§ **What to do**
Go through the records below line by line and report how many lines include "trunk", giving the number only.

§ **Records supplied**
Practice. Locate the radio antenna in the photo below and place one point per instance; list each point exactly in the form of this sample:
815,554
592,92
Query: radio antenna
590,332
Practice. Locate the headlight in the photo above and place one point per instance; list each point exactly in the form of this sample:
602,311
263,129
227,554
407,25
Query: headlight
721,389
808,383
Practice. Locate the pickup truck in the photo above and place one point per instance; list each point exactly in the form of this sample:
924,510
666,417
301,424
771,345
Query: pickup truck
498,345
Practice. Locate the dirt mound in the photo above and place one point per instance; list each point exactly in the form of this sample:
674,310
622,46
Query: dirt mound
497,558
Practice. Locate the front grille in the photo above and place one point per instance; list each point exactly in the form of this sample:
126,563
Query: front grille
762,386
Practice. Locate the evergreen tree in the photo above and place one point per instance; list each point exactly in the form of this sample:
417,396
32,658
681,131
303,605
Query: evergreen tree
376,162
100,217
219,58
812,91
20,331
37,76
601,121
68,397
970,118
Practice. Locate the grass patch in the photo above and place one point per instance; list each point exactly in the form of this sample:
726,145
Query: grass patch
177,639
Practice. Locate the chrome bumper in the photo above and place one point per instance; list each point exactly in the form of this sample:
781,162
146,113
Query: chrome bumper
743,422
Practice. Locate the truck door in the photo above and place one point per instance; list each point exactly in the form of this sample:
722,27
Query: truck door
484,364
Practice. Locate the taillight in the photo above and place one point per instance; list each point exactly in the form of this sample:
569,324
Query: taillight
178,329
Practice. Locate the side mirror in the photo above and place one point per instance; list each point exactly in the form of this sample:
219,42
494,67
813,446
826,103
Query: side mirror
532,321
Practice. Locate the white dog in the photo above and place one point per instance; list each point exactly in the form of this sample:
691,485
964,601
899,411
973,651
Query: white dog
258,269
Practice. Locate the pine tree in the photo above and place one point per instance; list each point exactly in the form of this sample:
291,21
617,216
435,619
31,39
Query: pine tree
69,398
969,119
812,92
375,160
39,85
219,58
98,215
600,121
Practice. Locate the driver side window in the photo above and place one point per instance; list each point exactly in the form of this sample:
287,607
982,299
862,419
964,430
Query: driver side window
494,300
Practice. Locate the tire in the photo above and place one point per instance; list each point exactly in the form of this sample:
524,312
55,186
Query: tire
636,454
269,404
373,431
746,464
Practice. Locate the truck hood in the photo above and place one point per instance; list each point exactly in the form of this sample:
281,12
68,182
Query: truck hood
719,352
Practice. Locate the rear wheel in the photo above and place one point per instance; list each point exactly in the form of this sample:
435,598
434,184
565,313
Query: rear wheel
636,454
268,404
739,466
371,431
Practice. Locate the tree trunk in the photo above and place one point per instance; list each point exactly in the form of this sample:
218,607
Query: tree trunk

§ **Answer section**
2